→ **TASK**: Rescale the items below from the line with "Task: for the greenhouse-bench survey, tag the sofa" through the end, rewriting every line, requests included. Multiply each x and y coordinate in the answers by 0.85 and round to whole numbers, with halves rounded up.

— Start of DATA SECTION —

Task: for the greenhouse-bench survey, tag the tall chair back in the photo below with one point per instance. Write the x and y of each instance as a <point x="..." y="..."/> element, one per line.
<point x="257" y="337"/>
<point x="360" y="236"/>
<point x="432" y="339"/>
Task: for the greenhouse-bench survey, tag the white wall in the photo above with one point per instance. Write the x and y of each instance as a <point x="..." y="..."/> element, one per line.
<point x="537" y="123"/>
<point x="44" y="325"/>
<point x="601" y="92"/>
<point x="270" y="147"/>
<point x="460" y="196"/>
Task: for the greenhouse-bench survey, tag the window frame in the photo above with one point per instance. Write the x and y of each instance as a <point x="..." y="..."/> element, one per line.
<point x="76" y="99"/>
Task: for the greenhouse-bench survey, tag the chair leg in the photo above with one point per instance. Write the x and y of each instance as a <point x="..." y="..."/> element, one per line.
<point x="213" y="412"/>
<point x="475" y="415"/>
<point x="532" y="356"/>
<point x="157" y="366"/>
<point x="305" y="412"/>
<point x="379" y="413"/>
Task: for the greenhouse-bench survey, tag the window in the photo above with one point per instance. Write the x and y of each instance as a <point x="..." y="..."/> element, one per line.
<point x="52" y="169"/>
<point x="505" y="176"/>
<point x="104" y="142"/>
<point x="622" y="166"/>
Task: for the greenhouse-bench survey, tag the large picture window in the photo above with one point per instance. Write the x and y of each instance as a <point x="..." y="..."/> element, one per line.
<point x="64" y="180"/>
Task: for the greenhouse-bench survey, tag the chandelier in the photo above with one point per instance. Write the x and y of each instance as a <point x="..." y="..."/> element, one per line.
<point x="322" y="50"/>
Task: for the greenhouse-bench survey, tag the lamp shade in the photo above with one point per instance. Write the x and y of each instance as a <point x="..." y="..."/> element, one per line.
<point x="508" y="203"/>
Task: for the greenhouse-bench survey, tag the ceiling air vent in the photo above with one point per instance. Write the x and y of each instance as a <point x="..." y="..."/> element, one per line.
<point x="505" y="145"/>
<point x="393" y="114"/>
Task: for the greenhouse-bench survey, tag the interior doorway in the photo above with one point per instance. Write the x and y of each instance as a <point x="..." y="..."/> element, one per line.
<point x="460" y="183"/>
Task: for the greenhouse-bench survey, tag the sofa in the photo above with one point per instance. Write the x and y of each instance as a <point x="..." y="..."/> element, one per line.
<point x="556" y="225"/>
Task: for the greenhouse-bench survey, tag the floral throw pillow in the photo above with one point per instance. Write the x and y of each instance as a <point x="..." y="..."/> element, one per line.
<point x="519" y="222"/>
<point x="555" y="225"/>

— End of DATA SECTION —

→ **TASK OUTPUT**:
Task: for the greenhouse-bench survey, tag the sofa in the photo above with one point per instance. Write the x and y of each instance as a <point x="..." y="..."/> element, one per line.
<point x="473" y="191"/>
Task: for the greenhouse-bench survey, tag the floral throw pillow in the photo above with one point per instance. Write the x and y of each instance as a <point x="..." y="..."/> element, one per line.
<point x="441" y="189"/>
<point x="472" y="191"/>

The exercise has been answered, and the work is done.